(Passage for review Opens)

But they don’t lurk on darkened street corners awaiting unsuspecting prey.
“Unquestionably, I found the vampires I met to be competent and generally outwardly “normal” citizens,” Dr Browning says.

 “They performed bloodletting rituals safely and only with willing donors and participated regularly in medical exams.”
And the fangs?

Donning prosthetics is usually purely aesthetic, he says, but it does contribute to their sense of culture.


vampire longform

Many dress in gothic clothes, but not exclusively. Hardly any sleep in coffins. And most aren’t all that well versed in Anne Rice’s famous novels.

It’s a sub culture which extends from the United States and England, through Russia and South Africa — to Australia.

It’s also not entirely new. Dr Browning’s research shows traces of such small communities dating back to the early 1970s.

Dr Browning says the immensely popular 1990s role-playing game Vampire: The Masquerade provided an opening for the pre-existing subculture to step forward into a broader “social space”.

The game’s terminology and conventions were also largely adopted to help define the community.
“In the last decade, however, it is the internet to which the real vampire community owes much of its prosperity,” Dr Browning writes in his study.

Social media has brought isolated individuals and small pockets together. “The internet dissolved geographic limitations, made print correspondence almost entirely obsolete, and opened up vastly more efficient e-forums, chat rooms and e-communication.”

(Passage for review Closes)

** Parts of the exercise **
1. In the passage about the real vampire community, how far back does Dr Browning's research find traces of such communities?
2. Continue the passage about the real vampire community from where it stops.

(Supplied entries Opens)

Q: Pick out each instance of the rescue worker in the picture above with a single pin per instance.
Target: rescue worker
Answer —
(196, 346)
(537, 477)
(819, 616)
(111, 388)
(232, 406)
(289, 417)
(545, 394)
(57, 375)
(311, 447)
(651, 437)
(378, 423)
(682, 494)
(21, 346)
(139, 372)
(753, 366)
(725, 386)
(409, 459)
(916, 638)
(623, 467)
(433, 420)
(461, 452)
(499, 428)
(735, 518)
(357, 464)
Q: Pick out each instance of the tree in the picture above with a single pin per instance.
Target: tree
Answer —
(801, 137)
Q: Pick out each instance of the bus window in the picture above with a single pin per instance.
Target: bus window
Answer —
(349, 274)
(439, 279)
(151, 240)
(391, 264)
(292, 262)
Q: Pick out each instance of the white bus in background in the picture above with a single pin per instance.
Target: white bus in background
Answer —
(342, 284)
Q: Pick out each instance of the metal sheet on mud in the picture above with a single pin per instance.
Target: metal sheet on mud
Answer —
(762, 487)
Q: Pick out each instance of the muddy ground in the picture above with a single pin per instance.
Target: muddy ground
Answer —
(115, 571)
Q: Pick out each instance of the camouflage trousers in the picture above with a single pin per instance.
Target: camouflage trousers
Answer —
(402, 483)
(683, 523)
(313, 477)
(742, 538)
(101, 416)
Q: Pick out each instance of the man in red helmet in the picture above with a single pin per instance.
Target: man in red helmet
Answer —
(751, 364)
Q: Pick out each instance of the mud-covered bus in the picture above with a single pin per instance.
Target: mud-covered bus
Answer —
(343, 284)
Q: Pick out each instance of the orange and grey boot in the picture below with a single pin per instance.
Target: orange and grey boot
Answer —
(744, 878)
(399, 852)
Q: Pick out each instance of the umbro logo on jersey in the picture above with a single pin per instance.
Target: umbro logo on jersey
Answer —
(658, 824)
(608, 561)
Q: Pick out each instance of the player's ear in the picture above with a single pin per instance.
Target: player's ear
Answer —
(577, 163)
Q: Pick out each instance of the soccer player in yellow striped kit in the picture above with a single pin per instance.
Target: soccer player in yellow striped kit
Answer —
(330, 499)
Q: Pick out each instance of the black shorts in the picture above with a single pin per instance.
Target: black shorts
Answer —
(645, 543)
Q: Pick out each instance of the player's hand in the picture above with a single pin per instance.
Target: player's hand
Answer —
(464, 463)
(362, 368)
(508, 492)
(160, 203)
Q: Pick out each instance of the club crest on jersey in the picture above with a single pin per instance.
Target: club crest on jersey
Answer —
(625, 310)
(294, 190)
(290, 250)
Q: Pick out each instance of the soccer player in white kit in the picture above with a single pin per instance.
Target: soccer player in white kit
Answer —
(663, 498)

(Supplied entries Closes)

** Answers to the exercises **
1. To the early 1970s.

2.
Now, internal politics, like in the stories, plays a big part in their lives.
Whether it be international relations or nearby “houses”, Dr Browning says vampires have a strong desire to keep in touch.

But it’s not True Blood in the backrooms of bars. It’s not The Vampire Diaries in darkened clubs. Nor does Twilight receive a lot of warmth.

Dr Browning says the real vampire community is remarkably disinterested in the popular culture depiction of vampirism:

“They seemed to know much less than you might expect — at least for vampires — about how their kind were depicted in books and films.”


vampire longform

Dr Browning’s study is based primarily on interviews with contacts he made in the New Orleans and Buffallo communities. Here is one of his more detailed examples:

Serevus and Shyla: “Two vampires in my study came as a pair: Serevus (male, 36) and Shyla (female, 19), who at the time were engaged to be married.

Both were psychic vampires, and identified primarily as Tantric feeder, which is to say they absorbed energy through sexual and erotic encounters.

Shyla explained to me that this particular method is often misunderstood, that folks outside and even some within the real vampire community look at it as merely a craving for sex:

“Since I realised that I was a sexual vampire, I was really into the attraction — just the feelings. It’s not even just sex in itself, but the actual people flirting and things like that. It’s something I feel.

And, you know a lot of people don’t understand it”. Serevus and Shyla seemed adamant about starting their own household in Buffalo ”
 

vampire longform

Dr Browning says his research identified an underlying culture of defiance among those who define themselves as members of vampiric communities.

Embracing the paranormal goes against societies prevailing technological and scientific knowledge, he says, and is therefore “intentionally defiant”.

“Real vampires comprise a subculture the outside considers so deviant and so aberrant that its very nature is altogether discounted.”

So they turn being an “outcast” into an opportunity.
“(They) use what mainstream culture sees as a negative, deviant figure like the vampire to achieve a sense of self-empowerment,” he writes.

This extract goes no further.